Work instructions:
Are you able to retype all the records below exactly?

[Records]

★ ★ ★ ★ ★

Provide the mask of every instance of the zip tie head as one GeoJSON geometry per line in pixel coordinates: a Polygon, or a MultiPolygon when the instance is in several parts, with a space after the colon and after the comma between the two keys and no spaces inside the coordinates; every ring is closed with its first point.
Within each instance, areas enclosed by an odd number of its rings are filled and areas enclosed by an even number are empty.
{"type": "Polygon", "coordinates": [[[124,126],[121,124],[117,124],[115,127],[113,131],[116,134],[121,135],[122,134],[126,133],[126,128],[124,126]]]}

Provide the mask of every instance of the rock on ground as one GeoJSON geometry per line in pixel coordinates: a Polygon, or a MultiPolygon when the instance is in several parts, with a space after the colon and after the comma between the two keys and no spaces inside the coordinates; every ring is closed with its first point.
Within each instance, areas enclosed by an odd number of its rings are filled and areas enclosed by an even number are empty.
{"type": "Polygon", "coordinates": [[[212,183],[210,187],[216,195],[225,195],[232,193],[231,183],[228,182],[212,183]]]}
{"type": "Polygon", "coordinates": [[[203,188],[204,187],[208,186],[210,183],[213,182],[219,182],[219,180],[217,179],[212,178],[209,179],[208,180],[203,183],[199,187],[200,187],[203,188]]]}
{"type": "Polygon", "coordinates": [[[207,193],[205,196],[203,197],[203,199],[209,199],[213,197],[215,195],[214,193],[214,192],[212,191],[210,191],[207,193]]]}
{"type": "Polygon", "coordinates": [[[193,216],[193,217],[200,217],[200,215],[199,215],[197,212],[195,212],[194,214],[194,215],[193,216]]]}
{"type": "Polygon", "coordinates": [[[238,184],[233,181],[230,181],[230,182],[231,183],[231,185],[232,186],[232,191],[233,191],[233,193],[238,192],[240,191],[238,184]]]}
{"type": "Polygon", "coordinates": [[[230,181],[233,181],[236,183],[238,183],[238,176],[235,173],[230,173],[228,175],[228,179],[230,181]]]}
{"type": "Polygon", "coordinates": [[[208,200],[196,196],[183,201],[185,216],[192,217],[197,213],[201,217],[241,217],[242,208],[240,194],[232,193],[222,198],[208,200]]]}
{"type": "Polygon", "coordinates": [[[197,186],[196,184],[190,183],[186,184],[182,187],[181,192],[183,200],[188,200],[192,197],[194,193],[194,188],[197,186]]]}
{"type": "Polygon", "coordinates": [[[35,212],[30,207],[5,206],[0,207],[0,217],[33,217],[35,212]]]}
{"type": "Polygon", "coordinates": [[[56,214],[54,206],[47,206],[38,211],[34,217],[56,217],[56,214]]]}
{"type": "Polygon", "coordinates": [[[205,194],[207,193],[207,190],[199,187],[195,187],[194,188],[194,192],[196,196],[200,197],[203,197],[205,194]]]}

★ ★ ★ ★ ★

Response to this task:
Provide the mask of every instance of the zip tie head as one GeoJSON geometry per line in pixel coordinates: a Polygon, or a MultiPolygon when the instance is in several parts, with a space after the colon and after the comma between the two keys and no spaces inside the coordinates; every ring is closed with its first point.
Within each instance, areas enclosed by an odd number of its rings are filled and areas enclosed by an even number are empty.
{"type": "Polygon", "coordinates": [[[124,126],[121,124],[117,124],[115,127],[113,131],[116,134],[121,135],[122,134],[126,133],[126,128],[124,126]]]}

Provide the mask of every instance of the rock on ground as one GeoJSON geometry per line in pixel coordinates: a Polygon, or a MultiPolygon when the instance is in several parts, with a space after the colon and after the comma between the two keys and no spaces inside the coordinates; every ring is closed with its first point.
Within each instance, areas enclosed by an odd number of its rings are filled and areas enclosed by an even number are empty.
{"type": "Polygon", "coordinates": [[[212,183],[210,187],[216,195],[225,195],[232,193],[231,183],[228,182],[212,183]]]}
{"type": "Polygon", "coordinates": [[[203,188],[204,187],[208,186],[210,183],[213,182],[219,182],[219,180],[217,179],[212,178],[209,179],[208,180],[203,183],[199,187],[200,187],[203,188]]]}
{"type": "Polygon", "coordinates": [[[207,193],[205,196],[203,197],[203,199],[209,199],[213,197],[215,195],[214,193],[214,192],[212,191],[210,191],[207,193]]]}
{"type": "Polygon", "coordinates": [[[193,216],[193,217],[200,217],[200,215],[199,215],[197,212],[195,212],[194,214],[194,215],[193,216]]]}
{"type": "Polygon", "coordinates": [[[238,184],[233,181],[230,181],[230,182],[231,183],[231,185],[232,186],[232,191],[233,191],[233,193],[238,192],[240,191],[238,184]]]}
{"type": "Polygon", "coordinates": [[[230,181],[233,181],[236,183],[238,183],[238,176],[235,173],[230,173],[228,175],[228,179],[230,181]]]}
{"type": "Polygon", "coordinates": [[[208,200],[196,196],[183,201],[185,216],[192,217],[197,213],[201,217],[241,217],[242,208],[240,194],[232,193],[222,198],[208,200]]]}
{"type": "Polygon", "coordinates": [[[197,186],[196,184],[190,183],[186,184],[182,187],[181,192],[183,200],[188,200],[192,197],[194,193],[194,188],[197,186]]]}
{"type": "Polygon", "coordinates": [[[35,212],[30,207],[5,206],[0,207],[0,217],[33,217],[35,212]]]}
{"type": "Polygon", "coordinates": [[[56,214],[54,206],[47,206],[38,211],[34,217],[56,217],[56,214]]]}
{"type": "Polygon", "coordinates": [[[205,194],[207,193],[207,190],[199,187],[195,187],[194,188],[194,192],[196,196],[200,197],[203,197],[205,194]]]}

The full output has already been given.